(Saved data entries)
====================

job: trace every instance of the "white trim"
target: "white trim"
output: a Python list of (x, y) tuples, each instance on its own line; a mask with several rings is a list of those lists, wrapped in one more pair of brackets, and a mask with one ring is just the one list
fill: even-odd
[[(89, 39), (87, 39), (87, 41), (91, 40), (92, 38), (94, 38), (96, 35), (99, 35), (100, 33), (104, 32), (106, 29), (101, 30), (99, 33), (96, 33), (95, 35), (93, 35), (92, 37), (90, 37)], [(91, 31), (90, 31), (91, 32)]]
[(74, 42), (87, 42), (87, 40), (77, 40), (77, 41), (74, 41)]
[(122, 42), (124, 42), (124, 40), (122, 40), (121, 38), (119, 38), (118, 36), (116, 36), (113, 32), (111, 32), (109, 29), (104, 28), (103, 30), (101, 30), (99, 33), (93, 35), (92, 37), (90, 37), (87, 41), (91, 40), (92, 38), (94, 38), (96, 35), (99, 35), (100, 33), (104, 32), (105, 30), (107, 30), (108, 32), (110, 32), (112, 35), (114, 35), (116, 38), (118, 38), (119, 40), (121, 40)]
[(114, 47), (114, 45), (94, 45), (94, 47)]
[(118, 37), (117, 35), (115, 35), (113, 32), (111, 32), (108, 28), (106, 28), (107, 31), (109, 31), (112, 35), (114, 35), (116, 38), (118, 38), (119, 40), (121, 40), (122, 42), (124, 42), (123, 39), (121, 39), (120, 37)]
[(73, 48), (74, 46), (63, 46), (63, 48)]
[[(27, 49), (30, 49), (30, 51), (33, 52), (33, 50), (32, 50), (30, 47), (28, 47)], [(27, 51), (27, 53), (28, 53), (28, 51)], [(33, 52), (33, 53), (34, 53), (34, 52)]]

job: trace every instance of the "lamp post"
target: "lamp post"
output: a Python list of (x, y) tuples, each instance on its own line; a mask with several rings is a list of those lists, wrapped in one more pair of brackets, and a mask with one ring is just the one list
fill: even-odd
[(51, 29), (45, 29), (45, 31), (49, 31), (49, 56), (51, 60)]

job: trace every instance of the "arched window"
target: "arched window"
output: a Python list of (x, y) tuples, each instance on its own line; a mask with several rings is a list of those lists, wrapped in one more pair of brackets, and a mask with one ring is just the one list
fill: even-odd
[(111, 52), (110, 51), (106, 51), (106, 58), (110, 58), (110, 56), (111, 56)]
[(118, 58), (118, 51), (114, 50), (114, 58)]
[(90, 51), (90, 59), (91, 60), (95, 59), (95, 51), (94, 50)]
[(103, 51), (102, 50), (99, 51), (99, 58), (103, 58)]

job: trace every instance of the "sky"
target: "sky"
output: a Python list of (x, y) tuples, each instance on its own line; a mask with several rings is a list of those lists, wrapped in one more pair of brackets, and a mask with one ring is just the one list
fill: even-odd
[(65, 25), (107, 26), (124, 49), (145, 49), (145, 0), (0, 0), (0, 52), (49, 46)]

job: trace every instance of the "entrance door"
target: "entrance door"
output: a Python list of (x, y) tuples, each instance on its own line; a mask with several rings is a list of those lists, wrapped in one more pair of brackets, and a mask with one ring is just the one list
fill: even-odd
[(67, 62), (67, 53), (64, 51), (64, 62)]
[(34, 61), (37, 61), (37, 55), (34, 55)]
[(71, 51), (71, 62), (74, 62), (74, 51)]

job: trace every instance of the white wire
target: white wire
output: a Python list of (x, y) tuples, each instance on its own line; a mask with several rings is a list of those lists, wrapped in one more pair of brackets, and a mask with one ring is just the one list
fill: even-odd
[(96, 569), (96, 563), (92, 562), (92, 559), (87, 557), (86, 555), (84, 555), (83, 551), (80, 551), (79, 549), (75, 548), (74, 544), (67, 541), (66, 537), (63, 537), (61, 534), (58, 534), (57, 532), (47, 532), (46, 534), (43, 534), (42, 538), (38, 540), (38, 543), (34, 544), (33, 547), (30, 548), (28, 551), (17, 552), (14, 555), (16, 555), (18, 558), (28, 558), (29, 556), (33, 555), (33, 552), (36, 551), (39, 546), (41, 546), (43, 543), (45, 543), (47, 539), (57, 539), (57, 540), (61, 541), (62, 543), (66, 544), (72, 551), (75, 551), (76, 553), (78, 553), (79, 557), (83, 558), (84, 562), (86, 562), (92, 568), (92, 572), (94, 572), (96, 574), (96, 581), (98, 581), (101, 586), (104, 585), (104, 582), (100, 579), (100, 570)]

====================

- [How to complete this task] Every entry above needs to be copied exactly.

- [Solution for this task]
job: trace every instance of the "white trim"
target: "white trim"
output: a Python list of (x, y) tuples, each instance on its own line; a mask with several rings is a list of those lists, wrapped in one more pair of brackets, and a mask with one ring is just the one list
fill: even-odd
[[(89, 39), (87, 39), (87, 41), (91, 40), (92, 38), (94, 38), (96, 35), (99, 35), (100, 33), (104, 32), (106, 29), (101, 30), (99, 33), (96, 33), (95, 35), (93, 35), (92, 37), (90, 37)], [(91, 31), (90, 31), (91, 32)]]
[(74, 42), (87, 42), (87, 40), (77, 40), (77, 41), (74, 41)]
[(122, 42), (124, 42), (124, 40), (122, 40), (121, 38), (119, 38), (118, 36), (116, 36), (113, 32), (111, 32), (109, 29), (104, 28), (103, 30), (101, 30), (99, 33), (93, 35), (92, 37), (90, 37), (87, 41), (91, 40), (92, 38), (94, 38), (96, 35), (99, 35), (100, 33), (104, 32), (105, 30), (107, 30), (108, 32), (110, 32), (112, 35), (114, 35), (116, 38), (118, 38), (119, 40), (121, 40)]
[(114, 47), (114, 45), (94, 45), (94, 47)]
[(118, 37), (117, 35), (115, 35), (113, 32), (111, 32), (108, 28), (106, 28), (107, 31), (109, 31), (112, 35), (114, 35), (116, 38), (118, 38), (119, 40), (121, 40), (122, 42), (124, 42), (123, 39), (121, 39), (120, 37)]
[(73, 48), (74, 46), (63, 46), (63, 48)]
[[(27, 49), (30, 49), (30, 51), (33, 52), (33, 50), (32, 50), (30, 47), (28, 47)], [(27, 51), (27, 53), (28, 53), (28, 51)], [(33, 52), (33, 53), (34, 53), (34, 52)]]

job: trace every instance of the "lamp post"
target: "lamp post"
output: a Python list of (x, y) tuples, each instance on its own line; a mask with several rings is a list of those lists, wrapped in one more pair of brackets, and a mask with one ring is just the one list
fill: even-odd
[(51, 29), (45, 29), (45, 31), (49, 31), (49, 56), (51, 60)]

job: trace every instance of the "arched window"
target: "arched window"
output: a Python list of (x, y) tuples, each instance on its own line; a mask with several rings is a list of those lists, wrapped in one more pair of brackets, and a mask with one ring is just the one list
fill: even-odd
[(111, 52), (110, 51), (106, 51), (106, 58), (110, 58), (110, 56), (111, 56)]
[(118, 58), (118, 51), (114, 50), (114, 58)]
[(90, 51), (90, 59), (91, 60), (95, 59), (95, 51), (94, 50)]
[(103, 51), (102, 50), (99, 51), (99, 58), (103, 58)]

job: trace every instance of the "sky"
target: "sky"
output: a Python list of (x, y) tuples, each instance on its own line; a mask with several rings is a list of those lists, wrapped in one more pair of brackets, and a mask with one ring is just the one list
fill: even-odd
[(65, 25), (107, 26), (124, 49), (145, 49), (145, 0), (0, 0), (0, 52), (49, 46)]

job: trace every instance of the "entrance door"
target: "entrance door"
output: a Python list of (x, y) tuples, each instance on its own line; a mask with several rings is a list of those lists, wrapped in one more pair of brackets, and a mask with one ring is just the one list
fill: even-odd
[(67, 62), (67, 53), (64, 51), (64, 62)]
[(34, 61), (37, 61), (37, 55), (34, 55)]
[(71, 51), (71, 62), (74, 62), (74, 51)]

job: trace every instance of the white wire
target: white wire
output: a Python list of (x, y) tuples, each instance on its own line; a mask with several rings is a list of those lists, wrapped in one more pair of brackets, and a mask with one ring is just the one list
fill: even-odd
[(96, 569), (96, 563), (92, 562), (92, 559), (87, 557), (86, 555), (84, 555), (83, 551), (80, 551), (79, 549), (75, 548), (74, 544), (67, 541), (66, 537), (63, 537), (61, 534), (58, 534), (57, 532), (47, 532), (46, 534), (43, 534), (42, 538), (38, 540), (38, 543), (34, 544), (33, 547), (30, 548), (28, 551), (17, 552), (14, 555), (16, 555), (18, 558), (28, 558), (29, 556), (33, 555), (33, 552), (36, 551), (39, 546), (41, 546), (43, 543), (45, 543), (47, 539), (57, 539), (57, 540), (61, 541), (62, 543), (66, 544), (72, 551), (75, 551), (76, 553), (78, 553), (79, 557), (83, 558), (84, 562), (86, 562), (92, 568), (92, 572), (94, 572), (96, 574), (96, 581), (98, 581), (101, 586), (104, 585), (104, 582), (100, 579), (100, 570)]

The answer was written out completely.